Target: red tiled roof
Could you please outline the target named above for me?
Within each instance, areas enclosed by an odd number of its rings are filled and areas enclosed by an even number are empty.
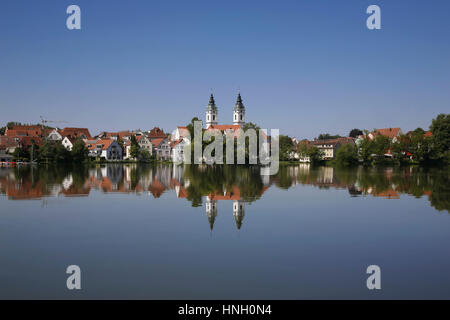
[[[220,130],[220,131],[225,131],[225,130],[238,130],[241,129],[241,125],[240,124],[212,124],[209,126],[208,130]]]
[[[100,139],[97,140],[95,143],[90,143],[92,141],[85,140],[86,145],[90,145],[88,147],[89,150],[96,150],[98,145],[102,145],[102,150],[106,150],[109,148],[109,146],[114,142],[113,139]]]
[[[158,148],[161,142],[163,142],[165,138],[152,139],[153,148]]]
[[[382,136],[388,137],[390,139],[398,136],[400,133],[400,128],[384,128],[384,129],[375,129],[372,134],[377,135],[381,134]]]
[[[166,138],[167,135],[158,127],[154,127],[152,130],[150,130],[150,133],[148,134],[148,137],[151,139],[156,138]]]
[[[65,136],[71,136],[72,138],[81,138],[83,135],[87,138],[91,137],[89,130],[87,128],[64,128],[59,133]]]
[[[177,141],[174,141],[171,143],[170,147],[173,149],[175,148],[180,142],[183,141],[183,138],[178,139]]]

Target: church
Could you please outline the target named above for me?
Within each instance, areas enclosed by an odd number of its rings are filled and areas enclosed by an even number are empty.
[[[239,135],[240,129],[245,124],[245,107],[242,103],[241,93],[238,93],[236,103],[233,108],[233,124],[218,124],[219,123],[219,109],[214,101],[214,96],[211,93],[209,103],[206,107],[205,116],[206,130],[220,130],[225,134],[232,134],[235,137]],[[184,150],[191,144],[191,137],[187,127],[177,127],[171,135],[170,149],[171,159],[173,162],[179,163],[184,161]]]
[[[221,131],[237,130],[245,124],[245,107],[242,103],[241,93],[238,97],[233,109],[233,124],[219,125],[219,110],[211,93],[208,106],[206,107],[206,129],[218,129]]]

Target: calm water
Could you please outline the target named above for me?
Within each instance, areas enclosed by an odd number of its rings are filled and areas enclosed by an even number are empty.
[[[449,172],[1,168],[0,298],[449,299]]]

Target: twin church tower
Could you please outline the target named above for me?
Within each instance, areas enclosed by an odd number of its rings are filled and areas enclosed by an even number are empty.
[[[213,126],[217,125],[219,120],[218,117],[219,112],[216,106],[216,102],[214,101],[214,96],[211,93],[208,106],[206,107],[206,129],[208,129],[211,125]],[[233,110],[233,125],[242,126],[244,124],[245,124],[245,107],[244,104],[242,103],[241,93],[239,92]]]

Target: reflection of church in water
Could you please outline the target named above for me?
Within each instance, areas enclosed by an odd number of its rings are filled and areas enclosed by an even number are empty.
[[[224,192],[223,195],[212,193],[206,196],[206,216],[208,217],[211,231],[214,228],[214,221],[217,217],[219,200],[233,201],[233,217],[234,221],[236,221],[236,227],[240,230],[245,216],[245,203],[241,199],[239,189],[233,188],[233,191],[230,193]]]

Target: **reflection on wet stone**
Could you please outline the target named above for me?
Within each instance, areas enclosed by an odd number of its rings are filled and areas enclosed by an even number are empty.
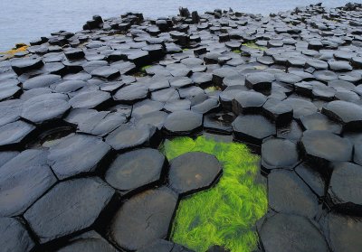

◇ ◇ ◇ ◇

### WRITTEN EXERCISE:
Reproduce the entire listing above word for word, but leave out the pictures.

### COMPLETE RESPONSE:
Target: red tiled roof
Could you please outline the target named above for me?
Within each instance, areas enclosed by an odd number of its rings are filled and areas enclosed by an even number are empty.
[[[220,130],[220,131],[225,131],[225,130],[238,130],[241,129],[241,125],[240,124],[212,124],[209,126],[208,130]]]
[[[100,139],[97,140],[95,143],[90,143],[92,141],[85,140],[86,145],[90,145],[88,147],[89,150],[96,150],[98,145],[102,145],[102,150],[106,150],[109,148],[109,146],[114,142],[113,139]]]
[[[158,148],[161,142],[163,142],[165,138],[152,139],[153,148]]]
[[[382,136],[388,137],[390,139],[398,136],[400,133],[400,128],[384,128],[384,129],[375,129],[372,134],[377,135],[381,134]]]
[[[166,138],[167,135],[158,127],[154,127],[152,130],[150,130],[150,133],[148,134],[148,137],[151,139],[156,138]]]
[[[65,136],[71,136],[72,138],[81,138],[83,135],[87,138],[91,137],[89,130],[87,128],[64,128],[59,133]]]
[[[177,141],[174,141],[171,143],[170,147],[173,149],[175,148],[180,142],[183,141],[183,138],[178,139]]]

Target: church
Could you please outline the target named above for me?
Within each instance, areas enclosed by an odd number of its rings are filled and areas enclosed by an even number are empty.
[[[239,135],[240,129],[245,124],[245,107],[242,103],[241,93],[238,93],[236,103],[233,108],[233,124],[218,124],[219,123],[219,109],[214,101],[214,96],[211,93],[209,103],[206,107],[205,116],[206,130],[220,130],[225,134],[232,134],[235,137]],[[184,150],[191,144],[191,137],[187,127],[177,127],[171,135],[170,149],[171,159],[173,162],[179,163],[184,161]]]
[[[221,131],[237,130],[245,124],[245,107],[242,103],[241,93],[238,97],[233,109],[233,124],[219,125],[219,110],[211,93],[208,106],[206,107],[206,129],[218,129]]]

Target: calm water
Could you please outline the target named above for me?
Within each instance, areas enclosed by an odd number of its rings are filled and areas enclosed by an even number are empty.
[[[449,172],[1,168],[0,298],[449,299]]]

Target: twin church tower
Could you please outline the target named above for me?
Within each instance, areas enclosed by an odd number of its rings are filled and areas enclosed by an even number are empty.
[[[213,126],[217,125],[219,120],[218,117],[219,112],[216,106],[216,102],[214,101],[214,96],[211,93],[208,106],[206,107],[206,129],[208,129],[211,125]],[[233,110],[233,125],[242,126],[244,124],[245,124],[245,107],[244,104],[242,103],[241,93],[239,92]]]

Target: reflection of church in water
Could you please outline the target named above for me?
Within each instance, areas enclosed by an odd number of its rings are filled and areas enclosed by an even number are empty.
[[[224,192],[223,195],[212,193],[206,196],[206,216],[208,217],[211,231],[214,228],[214,221],[217,217],[219,200],[233,201],[233,217],[234,221],[236,221],[236,227],[240,230],[245,216],[245,203],[241,199],[239,189],[233,188],[233,191],[230,193]]]

Target: **reflection on wet stone**
Could you please outline the target named above for me?
Within each instance, areas enclosed by an odd number of its rings are filled and areas enclosed by an even number are empty.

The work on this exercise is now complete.